Please transcribe every line of the entries below word for word, leaving the pictures out of your answer.

(Entries from a dataset)
——————
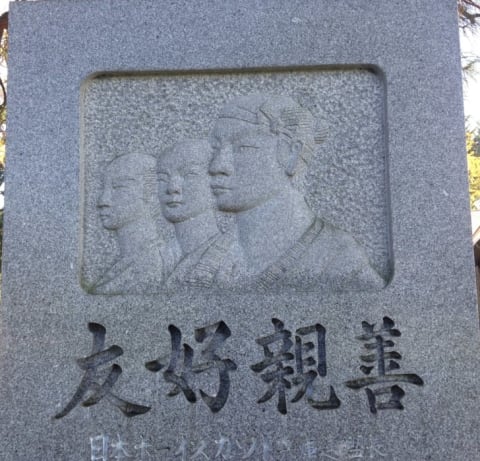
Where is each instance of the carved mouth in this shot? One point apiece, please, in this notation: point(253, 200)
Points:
point(174, 204)
point(217, 189)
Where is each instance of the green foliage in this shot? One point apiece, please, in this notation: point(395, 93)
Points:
point(473, 160)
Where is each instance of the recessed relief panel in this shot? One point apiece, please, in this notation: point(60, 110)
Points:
point(249, 181)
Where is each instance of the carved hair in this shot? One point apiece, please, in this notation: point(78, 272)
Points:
——————
COMPLETE OUTPUT »
Where is each instance of the carved mouth in this shot? One point apiece, please, in this notation: point(253, 200)
Points:
point(174, 204)
point(217, 189)
Where is each instance of the green foliage in this shot? One point apiece, please, in this notation: point(395, 93)
Points:
point(473, 160)
Where is each instance of the recessed relief panel in this shot? One point apiece, please, in this notation: point(60, 110)
Points:
point(249, 181)
Where is each instance of the carved hair in this shot? One point apiece, please, in this notation: point(78, 272)
Points:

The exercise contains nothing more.